▶ [Exercise brief] Copy word for word the part of the lines below that opens with the line containing "- **Object to find**: the lamp post" and continues through the last line, including both.

▶ [Provided entries]
******************************
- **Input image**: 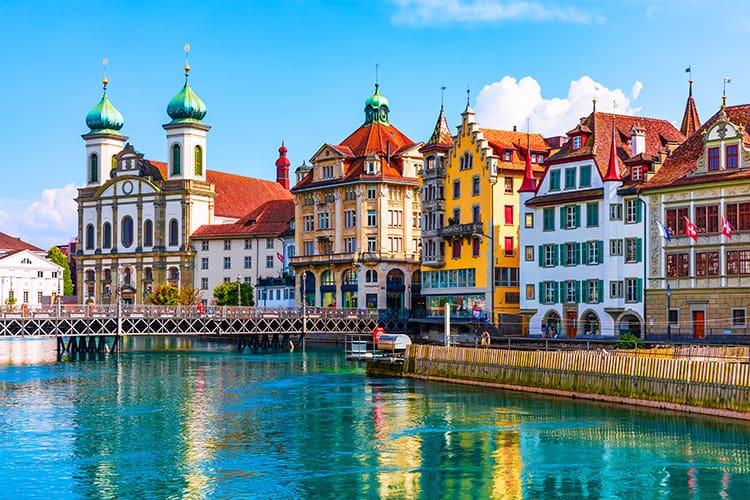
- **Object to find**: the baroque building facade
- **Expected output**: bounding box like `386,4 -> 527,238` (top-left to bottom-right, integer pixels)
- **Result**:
291,84 -> 422,315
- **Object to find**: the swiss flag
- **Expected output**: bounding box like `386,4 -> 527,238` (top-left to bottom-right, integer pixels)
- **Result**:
721,215 -> 732,240
685,217 -> 698,241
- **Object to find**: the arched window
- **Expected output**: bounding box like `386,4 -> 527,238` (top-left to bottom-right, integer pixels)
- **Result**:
102,222 -> 112,248
172,144 -> 182,175
143,219 -> 154,247
195,146 -> 203,175
86,224 -> 94,250
89,154 -> 99,182
169,219 -> 180,247
121,215 -> 133,248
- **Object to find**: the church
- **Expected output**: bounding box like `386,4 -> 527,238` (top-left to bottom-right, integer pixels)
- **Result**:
75,56 -> 292,304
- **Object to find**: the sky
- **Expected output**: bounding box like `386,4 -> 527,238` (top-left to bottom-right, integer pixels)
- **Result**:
0,0 -> 750,249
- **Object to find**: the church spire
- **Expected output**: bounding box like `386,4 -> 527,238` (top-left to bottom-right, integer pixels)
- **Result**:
680,78 -> 701,137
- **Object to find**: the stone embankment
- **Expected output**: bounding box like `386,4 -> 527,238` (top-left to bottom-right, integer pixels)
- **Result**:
367,345 -> 750,420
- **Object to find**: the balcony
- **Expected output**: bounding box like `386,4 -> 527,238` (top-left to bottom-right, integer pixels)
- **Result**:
438,222 -> 484,239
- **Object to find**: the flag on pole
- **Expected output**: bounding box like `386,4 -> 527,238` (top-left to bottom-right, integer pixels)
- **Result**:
685,217 -> 698,241
721,215 -> 732,240
656,220 -> 672,241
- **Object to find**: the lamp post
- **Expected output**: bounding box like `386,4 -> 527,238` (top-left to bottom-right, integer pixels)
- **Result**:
667,283 -> 672,341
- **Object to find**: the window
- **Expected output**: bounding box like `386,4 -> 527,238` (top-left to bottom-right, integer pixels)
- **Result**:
******************************
▶ [Result of this task]
- **Object to find**: the lamp post
- **Expected output**: bounding box like `386,4 -> 527,238` (top-left to bottom-right, integer pixels)
- **Result**:
667,283 -> 672,341
- **Object to find**: the window
- **Expected output**: bounding box like `386,4 -> 527,238` (top-left to bottom-right, integer pixels)
- **Result**:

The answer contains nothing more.